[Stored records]
********************

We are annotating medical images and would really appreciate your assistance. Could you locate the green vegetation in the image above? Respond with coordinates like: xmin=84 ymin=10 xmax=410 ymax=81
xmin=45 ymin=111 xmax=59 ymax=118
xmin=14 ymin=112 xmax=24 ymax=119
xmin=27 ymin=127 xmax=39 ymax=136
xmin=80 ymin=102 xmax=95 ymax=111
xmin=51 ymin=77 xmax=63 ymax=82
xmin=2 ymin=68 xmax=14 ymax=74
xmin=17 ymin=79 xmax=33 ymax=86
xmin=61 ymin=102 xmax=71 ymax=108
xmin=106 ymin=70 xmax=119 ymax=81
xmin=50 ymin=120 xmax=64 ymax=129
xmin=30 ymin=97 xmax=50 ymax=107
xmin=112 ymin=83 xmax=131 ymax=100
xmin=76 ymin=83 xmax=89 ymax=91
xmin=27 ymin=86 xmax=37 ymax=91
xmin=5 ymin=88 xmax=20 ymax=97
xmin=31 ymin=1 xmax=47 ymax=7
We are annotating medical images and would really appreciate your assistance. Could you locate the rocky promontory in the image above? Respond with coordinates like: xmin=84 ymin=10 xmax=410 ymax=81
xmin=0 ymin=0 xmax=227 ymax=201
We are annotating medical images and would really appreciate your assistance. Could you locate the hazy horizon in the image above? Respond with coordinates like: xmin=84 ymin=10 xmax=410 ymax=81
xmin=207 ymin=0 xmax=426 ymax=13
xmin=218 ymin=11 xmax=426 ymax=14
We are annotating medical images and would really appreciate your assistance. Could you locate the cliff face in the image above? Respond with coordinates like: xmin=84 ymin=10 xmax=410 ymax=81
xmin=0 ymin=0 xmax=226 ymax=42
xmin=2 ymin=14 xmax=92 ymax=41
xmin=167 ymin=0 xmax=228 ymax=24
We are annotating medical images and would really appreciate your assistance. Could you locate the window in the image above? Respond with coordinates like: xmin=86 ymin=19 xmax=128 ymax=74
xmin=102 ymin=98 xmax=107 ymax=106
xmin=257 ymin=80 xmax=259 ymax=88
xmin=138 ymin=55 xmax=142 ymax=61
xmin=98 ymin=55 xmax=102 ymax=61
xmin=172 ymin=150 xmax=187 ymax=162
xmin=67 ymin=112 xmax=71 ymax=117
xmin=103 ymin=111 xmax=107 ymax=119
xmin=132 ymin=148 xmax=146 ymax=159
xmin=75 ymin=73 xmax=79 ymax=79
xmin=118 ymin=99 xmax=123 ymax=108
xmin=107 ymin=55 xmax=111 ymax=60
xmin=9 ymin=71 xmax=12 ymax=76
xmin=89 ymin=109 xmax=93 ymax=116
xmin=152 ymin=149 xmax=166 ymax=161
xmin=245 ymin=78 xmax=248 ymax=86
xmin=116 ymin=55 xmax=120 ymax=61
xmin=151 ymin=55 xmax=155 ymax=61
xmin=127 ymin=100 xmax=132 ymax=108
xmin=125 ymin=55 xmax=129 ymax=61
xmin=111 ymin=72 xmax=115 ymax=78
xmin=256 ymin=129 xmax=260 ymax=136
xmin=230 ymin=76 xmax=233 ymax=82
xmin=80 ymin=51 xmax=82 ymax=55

********************

### Assignment
Print all the entries exactly as written.

### Answer
We are annotating medical images and would really appreciate your assistance. Could you locate the green vegetation in the image above? Respond with coordinates like: xmin=84 ymin=10 xmax=410 ymax=81
xmin=45 ymin=111 xmax=59 ymax=118
xmin=14 ymin=112 xmax=24 ymax=119
xmin=27 ymin=127 xmax=39 ymax=136
xmin=80 ymin=102 xmax=95 ymax=111
xmin=51 ymin=77 xmax=63 ymax=82
xmin=2 ymin=68 xmax=14 ymax=74
xmin=17 ymin=79 xmax=33 ymax=86
xmin=61 ymin=102 xmax=71 ymax=108
xmin=106 ymin=70 xmax=119 ymax=81
xmin=50 ymin=120 xmax=64 ymax=129
xmin=30 ymin=97 xmax=50 ymax=107
xmin=112 ymin=83 xmax=131 ymax=100
xmin=76 ymin=83 xmax=89 ymax=91
xmin=27 ymin=86 xmax=37 ymax=91
xmin=5 ymin=88 xmax=20 ymax=97
xmin=31 ymin=1 xmax=47 ymax=7
We are annotating medical images and would really appreciate your assistance. Could you locate the rocky promontory in the image above? Respond with coordinates like: xmin=84 ymin=10 xmax=410 ymax=81
xmin=0 ymin=0 xmax=227 ymax=201
We are annotating medical images and would really appreciate your assistance. Could you locate the hazy horizon in the image above? Respond with coordinates like: xmin=84 ymin=10 xmax=410 ymax=81
xmin=207 ymin=0 xmax=426 ymax=13
xmin=218 ymin=11 xmax=426 ymax=14
We are annotating medical images and would really appreciate your assistance. Could you locate the cliff face in the image above? Respond with coordinates like: xmin=84 ymin=10 xmax=410 ymax=81
xmin=0 ymin=0 xmax=226 ymax=42
xmin=2 ymin=14 xmax=92 ymax=41
xmin=167 ymin=0 xmax=228 ymax=24
We are annotating medical images and would really appreciate your assistance. Could you locate the window in the image above? Respond with coordinates like: xmin=86 ymin=19 xmax=128 ymax=74
xmin=102 ymin=98 xmax=107 ymax=106
xmin=257 ymin=80 xmax=259 ymax=88
xmin=138 ymin=55 xmax=142 ymax=61
xmin=98 ymin=55 xmax=102 ymax=61
xmin=172 ymin=150 xmax=187 ymax=162
xmin=67 ymin=112 xmax=71 ymax=117
xmin=103 ymin=111 xmax=107 ymax=119
xmin=132 ymin=148 xmax=146 ymax=159
xmin=75 ymin=73 xmax=79 ymax=79
xmin=118 ymin=99 xmax=123 ymax=108
xmin=107 ymin=55 xmax=111 ymax=60
xmin=9 ymin=71 xmax=12 ymax=76
xmin=89 ymin=109 xmax=93 ymax=116
xmin=152 ymin=149 xmax=166 ymax=161
xmin=245 ymin=78 xmax=248 ymax=86
xmin=116 ymin=55 xmax=120 ymax=61
xmin=151 ymin=55 xmax=155 ymax=61
xmin=127 ymin=100 xmax=132 ymax=108
xmin=125 ymin=55 xmax=129 ymax=61
xmin=111 ymin=72 xmax=115 ymax=78
xmin=256 ymin=129 xmax=260 ymax=136
xmin=230 ymin=76 xmax=233 ymax=82
xmin=80 ymin=51 xmax=82 ymax=55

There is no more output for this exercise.